### Given request:
Reproduce every line of the data below with no changes at all.

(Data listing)

* BEGIN *

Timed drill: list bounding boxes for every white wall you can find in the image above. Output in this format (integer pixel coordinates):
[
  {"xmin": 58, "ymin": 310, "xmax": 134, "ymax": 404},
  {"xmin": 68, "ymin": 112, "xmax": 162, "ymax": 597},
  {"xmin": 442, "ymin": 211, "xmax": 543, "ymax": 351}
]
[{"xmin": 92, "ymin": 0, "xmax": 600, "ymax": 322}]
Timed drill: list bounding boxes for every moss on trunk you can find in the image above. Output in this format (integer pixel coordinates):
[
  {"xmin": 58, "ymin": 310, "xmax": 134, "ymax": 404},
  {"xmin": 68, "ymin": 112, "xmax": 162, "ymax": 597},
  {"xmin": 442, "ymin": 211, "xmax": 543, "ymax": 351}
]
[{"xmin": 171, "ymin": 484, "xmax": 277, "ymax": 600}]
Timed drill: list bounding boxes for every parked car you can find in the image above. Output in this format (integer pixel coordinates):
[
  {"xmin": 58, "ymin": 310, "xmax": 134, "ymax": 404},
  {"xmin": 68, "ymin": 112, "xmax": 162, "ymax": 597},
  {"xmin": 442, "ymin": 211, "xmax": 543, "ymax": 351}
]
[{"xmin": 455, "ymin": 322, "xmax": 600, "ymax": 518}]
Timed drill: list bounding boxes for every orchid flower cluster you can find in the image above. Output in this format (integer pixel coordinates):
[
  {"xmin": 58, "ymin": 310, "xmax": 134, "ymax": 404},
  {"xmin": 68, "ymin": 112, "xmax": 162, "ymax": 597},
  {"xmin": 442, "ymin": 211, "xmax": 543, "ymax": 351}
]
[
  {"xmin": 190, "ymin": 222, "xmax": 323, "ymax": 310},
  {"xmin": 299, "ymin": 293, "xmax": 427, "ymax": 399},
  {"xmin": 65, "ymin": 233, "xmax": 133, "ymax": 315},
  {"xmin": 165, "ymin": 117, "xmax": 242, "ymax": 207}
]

* END *

### Answer below:
Timed drill: list bounding boxes for every white wall you can find in the image above. Output in this format (integer pixel coordinates):
[
  {"xmin": 58, "ymin": 310, "xmax": 134, "ymax": 404},
  {"xmin": 68, "ymin": 112, "xmax": 162, "ymax": 597},
  {"xmin": 442, "ymin": 211, "xmax": 543, "ymax": 351}
]
[{"xmin": 92, "ymin": 0, "xmax": 600, "ymax": 322}]
Timed drill: list bounding boxes for every moss on trunk you can find in the image above. Output in this format (integer pixel coordinates):
[
  {"xmin": 58, "ymin": 310, "xmax": 134, "ymax": 404},
  {"xmin": 68, "ymin": 112, "xmax": 162, "ymax": 597},
  {"xmin": 442, "ymin": 211, "xmax": 543, "ymax": 351}
]
[{"xmin": 171, "ymin": 484, "xmax": 277, "ymax": 600}]
Timed drill: list bounding boxes for every parked car you can find in the image above. Output in this format (integer pixel coordinates):
[
  {"xmin": 58, "ymin": 310, "xmax": 134, "ymax": 404},
  {"xmin": 68, "ymin": 112, "xmax": 162, "ymax": 597},
  {"xmin": 442, "ymin": 211, "xmax": 543, "ymax": 351}
]
[{"xmin": 455, "ymin": 322, "xmax": 600, "ymax": 518}]
Timed drill: list bounding boxes for every orchid flower cluster you can find in the image above. Output in this format (integer pixel coordinates):
[
  {"xmin": 58, "ymin": 310, "xmax": 134, "ymax": 404},
  {"xmin": 68, "ymin": 112, "xmax": 162, "ymax": 597},
  {"xmin": 442, "ymin": 211, "xmax": 543, "ymax": 351}
]
[
  {"xmin": 190, "ymin": 222, "xmax": 323, "ymax": 310},
  {"xmin": 299, "ymin": 293, "xmax": 427, "ymax": 399},
  {"xmin": 65, "ymin": 233, "xmax": 133, "ymax": 315},
  {"xmin": 165, "ymin": 117, "xmax": 242, "ymax": 207}
]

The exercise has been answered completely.